** BEGIN Dataset content **
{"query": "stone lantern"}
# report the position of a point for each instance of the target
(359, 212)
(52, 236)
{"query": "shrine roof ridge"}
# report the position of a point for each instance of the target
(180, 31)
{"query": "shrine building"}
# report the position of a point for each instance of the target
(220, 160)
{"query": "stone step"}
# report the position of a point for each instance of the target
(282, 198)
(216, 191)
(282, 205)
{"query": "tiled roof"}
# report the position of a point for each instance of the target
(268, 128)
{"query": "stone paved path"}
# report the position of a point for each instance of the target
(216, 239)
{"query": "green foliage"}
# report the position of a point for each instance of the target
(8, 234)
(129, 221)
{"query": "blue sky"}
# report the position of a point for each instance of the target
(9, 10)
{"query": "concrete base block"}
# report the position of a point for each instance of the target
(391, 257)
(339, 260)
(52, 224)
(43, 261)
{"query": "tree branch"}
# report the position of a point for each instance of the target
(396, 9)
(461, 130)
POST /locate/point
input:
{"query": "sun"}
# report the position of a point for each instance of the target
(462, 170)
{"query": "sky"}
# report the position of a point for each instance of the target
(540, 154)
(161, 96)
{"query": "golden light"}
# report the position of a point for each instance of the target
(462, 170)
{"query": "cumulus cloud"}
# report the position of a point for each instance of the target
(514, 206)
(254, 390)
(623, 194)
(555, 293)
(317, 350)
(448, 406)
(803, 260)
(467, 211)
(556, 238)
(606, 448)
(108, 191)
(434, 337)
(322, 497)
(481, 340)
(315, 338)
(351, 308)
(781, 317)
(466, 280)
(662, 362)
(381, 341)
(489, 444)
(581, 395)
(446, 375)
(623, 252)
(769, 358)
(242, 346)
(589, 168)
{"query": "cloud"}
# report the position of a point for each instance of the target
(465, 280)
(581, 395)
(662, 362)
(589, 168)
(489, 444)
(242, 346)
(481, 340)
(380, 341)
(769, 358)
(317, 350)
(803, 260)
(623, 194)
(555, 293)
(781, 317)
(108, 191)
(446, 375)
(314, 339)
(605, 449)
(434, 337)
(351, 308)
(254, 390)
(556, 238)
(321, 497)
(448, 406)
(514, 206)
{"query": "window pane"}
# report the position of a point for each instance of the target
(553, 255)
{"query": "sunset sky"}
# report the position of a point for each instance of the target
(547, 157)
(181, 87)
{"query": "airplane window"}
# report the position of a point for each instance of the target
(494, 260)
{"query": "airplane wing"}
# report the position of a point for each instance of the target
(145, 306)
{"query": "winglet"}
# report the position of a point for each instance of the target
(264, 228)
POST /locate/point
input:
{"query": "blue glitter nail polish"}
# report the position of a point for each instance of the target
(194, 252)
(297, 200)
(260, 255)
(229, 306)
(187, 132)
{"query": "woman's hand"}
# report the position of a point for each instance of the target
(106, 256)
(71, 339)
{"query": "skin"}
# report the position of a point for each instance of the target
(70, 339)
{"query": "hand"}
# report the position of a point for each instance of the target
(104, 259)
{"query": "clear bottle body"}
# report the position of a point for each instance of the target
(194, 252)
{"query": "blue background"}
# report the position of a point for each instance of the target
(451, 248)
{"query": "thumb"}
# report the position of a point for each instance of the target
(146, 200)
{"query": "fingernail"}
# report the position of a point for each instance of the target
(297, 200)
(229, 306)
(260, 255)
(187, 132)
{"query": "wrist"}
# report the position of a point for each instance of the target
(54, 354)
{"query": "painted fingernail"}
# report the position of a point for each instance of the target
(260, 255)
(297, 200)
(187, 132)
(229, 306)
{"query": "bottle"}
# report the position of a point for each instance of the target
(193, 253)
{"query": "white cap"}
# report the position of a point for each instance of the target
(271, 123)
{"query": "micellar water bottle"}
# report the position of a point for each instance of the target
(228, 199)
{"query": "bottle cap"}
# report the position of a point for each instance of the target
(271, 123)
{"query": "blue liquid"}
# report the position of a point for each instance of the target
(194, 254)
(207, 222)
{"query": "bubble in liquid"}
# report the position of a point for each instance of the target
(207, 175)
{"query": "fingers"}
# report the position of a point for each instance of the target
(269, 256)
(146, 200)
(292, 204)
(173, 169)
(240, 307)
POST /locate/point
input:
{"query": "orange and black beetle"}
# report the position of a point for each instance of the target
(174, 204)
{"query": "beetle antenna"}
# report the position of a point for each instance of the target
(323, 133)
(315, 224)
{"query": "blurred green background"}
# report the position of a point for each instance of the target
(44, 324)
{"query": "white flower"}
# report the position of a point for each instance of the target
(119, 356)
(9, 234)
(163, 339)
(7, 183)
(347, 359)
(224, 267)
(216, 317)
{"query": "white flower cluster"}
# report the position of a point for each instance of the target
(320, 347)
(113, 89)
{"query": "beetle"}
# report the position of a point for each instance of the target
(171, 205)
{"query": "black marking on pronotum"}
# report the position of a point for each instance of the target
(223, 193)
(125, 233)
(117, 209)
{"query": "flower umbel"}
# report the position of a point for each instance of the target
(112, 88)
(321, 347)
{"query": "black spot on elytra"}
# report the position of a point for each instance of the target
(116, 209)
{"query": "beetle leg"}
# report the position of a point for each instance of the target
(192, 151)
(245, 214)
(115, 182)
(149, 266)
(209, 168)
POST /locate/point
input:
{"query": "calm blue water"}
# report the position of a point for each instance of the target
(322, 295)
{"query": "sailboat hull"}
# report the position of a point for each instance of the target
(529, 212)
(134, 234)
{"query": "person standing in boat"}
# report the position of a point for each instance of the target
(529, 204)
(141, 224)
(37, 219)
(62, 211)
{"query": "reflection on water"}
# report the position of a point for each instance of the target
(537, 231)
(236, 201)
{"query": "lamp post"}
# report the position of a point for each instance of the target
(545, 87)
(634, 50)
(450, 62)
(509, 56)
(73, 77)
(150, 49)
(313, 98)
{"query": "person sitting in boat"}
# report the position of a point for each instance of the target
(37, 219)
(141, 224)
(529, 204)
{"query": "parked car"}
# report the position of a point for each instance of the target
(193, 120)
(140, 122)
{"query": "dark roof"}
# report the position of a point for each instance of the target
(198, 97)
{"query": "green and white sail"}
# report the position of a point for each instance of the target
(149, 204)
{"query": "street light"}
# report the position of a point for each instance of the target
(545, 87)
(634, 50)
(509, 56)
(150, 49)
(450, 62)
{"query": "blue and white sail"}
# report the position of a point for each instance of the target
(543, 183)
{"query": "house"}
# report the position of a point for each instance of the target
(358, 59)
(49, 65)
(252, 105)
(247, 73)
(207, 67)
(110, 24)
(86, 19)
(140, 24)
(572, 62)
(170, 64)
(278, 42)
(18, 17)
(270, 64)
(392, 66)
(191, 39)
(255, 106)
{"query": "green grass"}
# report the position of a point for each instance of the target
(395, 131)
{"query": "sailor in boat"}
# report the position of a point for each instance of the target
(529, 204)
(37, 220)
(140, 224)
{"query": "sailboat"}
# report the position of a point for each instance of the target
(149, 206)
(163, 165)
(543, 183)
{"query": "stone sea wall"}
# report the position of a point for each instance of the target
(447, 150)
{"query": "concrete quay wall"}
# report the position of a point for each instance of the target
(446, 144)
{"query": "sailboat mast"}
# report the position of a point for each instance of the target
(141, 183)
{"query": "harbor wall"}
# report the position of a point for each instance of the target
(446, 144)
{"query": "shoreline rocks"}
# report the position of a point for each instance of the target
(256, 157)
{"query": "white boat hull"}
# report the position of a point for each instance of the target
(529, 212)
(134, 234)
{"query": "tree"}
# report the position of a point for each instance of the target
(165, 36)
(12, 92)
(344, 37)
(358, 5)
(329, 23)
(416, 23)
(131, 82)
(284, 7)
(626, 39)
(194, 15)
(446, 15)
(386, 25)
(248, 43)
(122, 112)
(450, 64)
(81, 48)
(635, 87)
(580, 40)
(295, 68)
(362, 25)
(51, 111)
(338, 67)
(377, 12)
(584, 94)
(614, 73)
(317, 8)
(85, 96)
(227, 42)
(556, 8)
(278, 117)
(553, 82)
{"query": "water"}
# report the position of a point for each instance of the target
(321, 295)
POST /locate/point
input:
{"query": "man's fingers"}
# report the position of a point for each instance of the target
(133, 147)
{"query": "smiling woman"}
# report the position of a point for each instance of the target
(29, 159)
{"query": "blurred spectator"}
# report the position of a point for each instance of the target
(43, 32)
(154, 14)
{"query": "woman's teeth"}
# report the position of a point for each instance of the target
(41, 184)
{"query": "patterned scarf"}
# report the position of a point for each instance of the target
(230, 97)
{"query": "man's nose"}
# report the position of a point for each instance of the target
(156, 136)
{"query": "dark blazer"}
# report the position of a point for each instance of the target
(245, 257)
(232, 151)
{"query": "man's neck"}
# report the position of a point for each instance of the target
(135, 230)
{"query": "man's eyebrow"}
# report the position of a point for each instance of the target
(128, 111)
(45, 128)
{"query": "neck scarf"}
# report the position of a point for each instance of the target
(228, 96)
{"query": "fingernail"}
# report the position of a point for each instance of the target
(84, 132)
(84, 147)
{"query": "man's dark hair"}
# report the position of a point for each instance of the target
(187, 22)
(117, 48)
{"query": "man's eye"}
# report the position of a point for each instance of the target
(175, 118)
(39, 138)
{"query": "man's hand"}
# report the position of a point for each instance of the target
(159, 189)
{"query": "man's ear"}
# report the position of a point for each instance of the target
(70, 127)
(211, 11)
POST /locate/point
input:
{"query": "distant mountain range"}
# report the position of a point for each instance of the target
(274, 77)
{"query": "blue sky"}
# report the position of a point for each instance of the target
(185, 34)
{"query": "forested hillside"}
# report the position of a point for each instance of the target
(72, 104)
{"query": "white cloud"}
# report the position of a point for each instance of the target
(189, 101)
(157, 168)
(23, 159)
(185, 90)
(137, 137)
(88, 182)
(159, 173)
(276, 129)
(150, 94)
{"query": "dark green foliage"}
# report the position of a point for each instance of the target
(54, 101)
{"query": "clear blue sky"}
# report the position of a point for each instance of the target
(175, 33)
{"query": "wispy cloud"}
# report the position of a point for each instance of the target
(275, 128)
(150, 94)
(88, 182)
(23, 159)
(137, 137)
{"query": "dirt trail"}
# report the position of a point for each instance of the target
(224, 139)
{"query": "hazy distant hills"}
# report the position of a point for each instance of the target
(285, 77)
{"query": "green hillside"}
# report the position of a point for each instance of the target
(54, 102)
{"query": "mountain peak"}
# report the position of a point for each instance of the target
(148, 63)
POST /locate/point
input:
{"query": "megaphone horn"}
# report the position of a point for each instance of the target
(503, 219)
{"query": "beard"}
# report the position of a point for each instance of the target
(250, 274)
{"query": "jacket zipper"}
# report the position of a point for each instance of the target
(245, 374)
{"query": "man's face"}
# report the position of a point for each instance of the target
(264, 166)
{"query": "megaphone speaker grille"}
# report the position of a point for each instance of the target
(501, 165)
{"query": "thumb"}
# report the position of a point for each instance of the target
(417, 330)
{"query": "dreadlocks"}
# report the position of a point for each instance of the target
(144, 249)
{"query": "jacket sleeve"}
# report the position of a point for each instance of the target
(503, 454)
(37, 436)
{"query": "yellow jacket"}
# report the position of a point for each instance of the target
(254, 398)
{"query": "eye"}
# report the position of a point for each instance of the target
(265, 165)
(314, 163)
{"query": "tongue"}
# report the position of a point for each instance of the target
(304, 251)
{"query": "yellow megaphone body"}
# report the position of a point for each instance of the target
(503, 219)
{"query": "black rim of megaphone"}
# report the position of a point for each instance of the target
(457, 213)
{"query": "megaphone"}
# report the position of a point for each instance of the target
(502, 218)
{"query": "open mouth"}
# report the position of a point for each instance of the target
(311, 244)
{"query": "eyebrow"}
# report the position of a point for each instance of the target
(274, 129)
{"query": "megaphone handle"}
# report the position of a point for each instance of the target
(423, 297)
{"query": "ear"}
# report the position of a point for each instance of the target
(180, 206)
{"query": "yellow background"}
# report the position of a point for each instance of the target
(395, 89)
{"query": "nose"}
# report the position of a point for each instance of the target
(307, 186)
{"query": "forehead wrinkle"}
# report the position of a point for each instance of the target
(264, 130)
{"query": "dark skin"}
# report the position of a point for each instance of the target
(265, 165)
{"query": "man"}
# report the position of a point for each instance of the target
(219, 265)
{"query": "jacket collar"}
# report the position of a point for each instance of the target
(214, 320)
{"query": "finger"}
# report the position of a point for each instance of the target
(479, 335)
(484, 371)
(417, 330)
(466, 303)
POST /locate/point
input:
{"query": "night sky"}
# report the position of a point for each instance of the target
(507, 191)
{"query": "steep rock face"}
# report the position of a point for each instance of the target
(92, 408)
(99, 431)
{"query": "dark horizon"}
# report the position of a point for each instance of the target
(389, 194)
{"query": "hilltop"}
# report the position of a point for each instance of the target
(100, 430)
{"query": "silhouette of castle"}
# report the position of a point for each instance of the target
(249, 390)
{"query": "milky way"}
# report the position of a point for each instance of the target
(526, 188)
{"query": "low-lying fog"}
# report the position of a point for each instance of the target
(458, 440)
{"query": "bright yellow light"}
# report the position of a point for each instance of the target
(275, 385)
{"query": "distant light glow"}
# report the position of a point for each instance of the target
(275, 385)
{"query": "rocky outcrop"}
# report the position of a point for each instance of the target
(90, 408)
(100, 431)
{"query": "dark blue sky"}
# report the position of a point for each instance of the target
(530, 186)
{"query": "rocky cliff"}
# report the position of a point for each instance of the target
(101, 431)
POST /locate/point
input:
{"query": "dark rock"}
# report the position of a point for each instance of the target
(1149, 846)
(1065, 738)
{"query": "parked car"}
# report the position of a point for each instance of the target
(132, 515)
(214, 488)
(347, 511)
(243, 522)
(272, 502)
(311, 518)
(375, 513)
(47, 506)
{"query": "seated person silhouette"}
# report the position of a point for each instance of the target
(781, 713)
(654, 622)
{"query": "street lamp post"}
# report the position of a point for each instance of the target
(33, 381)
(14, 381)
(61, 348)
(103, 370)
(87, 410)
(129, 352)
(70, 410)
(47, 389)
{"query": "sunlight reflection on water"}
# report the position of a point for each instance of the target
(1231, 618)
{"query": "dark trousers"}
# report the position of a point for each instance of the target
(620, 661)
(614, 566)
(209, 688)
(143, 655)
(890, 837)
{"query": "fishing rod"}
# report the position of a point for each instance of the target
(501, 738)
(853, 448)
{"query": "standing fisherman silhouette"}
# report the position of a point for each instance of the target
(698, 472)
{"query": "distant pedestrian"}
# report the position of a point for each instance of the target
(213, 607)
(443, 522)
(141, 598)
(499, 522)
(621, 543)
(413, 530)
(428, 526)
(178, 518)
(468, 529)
** END Dataset content **
From the data above, list each line that contains the string "body".

Final result
{"query": "clear bottle body"}
{"query": "yellow megaphone body"}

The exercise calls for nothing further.